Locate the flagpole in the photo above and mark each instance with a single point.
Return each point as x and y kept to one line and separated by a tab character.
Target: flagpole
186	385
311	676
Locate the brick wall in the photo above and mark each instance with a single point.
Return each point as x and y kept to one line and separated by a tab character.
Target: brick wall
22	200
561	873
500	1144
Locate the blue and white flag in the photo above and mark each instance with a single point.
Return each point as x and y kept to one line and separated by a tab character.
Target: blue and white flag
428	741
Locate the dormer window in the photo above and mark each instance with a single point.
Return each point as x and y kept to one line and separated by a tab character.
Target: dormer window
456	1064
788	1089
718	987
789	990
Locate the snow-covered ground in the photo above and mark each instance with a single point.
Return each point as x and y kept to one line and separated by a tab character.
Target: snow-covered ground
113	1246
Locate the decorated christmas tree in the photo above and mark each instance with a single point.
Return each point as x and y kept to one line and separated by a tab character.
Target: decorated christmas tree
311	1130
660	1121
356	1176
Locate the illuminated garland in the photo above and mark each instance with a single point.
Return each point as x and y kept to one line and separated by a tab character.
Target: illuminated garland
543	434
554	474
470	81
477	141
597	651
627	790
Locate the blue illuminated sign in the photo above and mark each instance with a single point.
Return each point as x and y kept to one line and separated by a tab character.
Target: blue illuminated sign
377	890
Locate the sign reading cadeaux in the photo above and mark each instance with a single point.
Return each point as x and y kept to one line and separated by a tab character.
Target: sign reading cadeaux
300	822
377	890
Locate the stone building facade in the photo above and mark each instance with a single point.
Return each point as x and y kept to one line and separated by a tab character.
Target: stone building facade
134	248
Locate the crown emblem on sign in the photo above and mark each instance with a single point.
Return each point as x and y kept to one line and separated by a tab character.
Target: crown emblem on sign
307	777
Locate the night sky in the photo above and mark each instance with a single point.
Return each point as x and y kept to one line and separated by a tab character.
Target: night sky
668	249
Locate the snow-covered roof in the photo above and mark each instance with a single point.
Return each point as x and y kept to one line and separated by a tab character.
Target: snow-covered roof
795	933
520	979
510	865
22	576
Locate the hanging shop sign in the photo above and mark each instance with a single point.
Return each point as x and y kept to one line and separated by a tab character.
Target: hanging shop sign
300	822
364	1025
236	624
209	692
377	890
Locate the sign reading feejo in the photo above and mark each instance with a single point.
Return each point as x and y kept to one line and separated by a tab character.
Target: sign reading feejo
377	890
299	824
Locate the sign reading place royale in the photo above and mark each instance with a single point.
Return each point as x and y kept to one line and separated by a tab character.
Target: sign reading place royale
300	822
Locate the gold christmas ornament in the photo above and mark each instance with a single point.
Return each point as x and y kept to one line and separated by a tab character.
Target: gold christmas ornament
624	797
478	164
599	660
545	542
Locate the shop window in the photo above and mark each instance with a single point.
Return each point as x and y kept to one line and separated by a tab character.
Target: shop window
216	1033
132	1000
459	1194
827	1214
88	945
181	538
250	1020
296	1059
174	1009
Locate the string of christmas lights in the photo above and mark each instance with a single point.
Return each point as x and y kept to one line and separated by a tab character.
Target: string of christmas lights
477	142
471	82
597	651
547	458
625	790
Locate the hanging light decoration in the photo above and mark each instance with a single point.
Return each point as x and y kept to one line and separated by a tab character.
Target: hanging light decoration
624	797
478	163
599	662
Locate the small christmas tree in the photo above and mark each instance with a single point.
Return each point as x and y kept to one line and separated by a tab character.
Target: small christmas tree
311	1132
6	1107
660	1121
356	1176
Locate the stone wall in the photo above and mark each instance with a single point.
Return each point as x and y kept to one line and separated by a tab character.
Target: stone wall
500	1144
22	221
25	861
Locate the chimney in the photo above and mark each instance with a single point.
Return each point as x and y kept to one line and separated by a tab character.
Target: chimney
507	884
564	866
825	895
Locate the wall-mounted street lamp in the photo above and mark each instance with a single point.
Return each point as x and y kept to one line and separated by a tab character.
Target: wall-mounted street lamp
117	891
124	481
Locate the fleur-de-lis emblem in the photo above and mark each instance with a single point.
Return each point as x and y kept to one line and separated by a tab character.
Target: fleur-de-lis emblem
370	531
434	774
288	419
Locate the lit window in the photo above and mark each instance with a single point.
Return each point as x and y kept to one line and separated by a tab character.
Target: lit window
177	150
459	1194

......

### Required work
Scale the coordinates from the line with "Locate the lit" up to and including the last line of the material. Rewrite only those lines, with every line's text kept, and each point coordinate multiplied by 0.65 and rounded to a whole number, halves up.

### Expected answer
Locate the lit window in the photo above and mark each instance with a single point.
Return each point as x and y kept to one line and separated by a tab character.
Target: lit window
115	98
298	776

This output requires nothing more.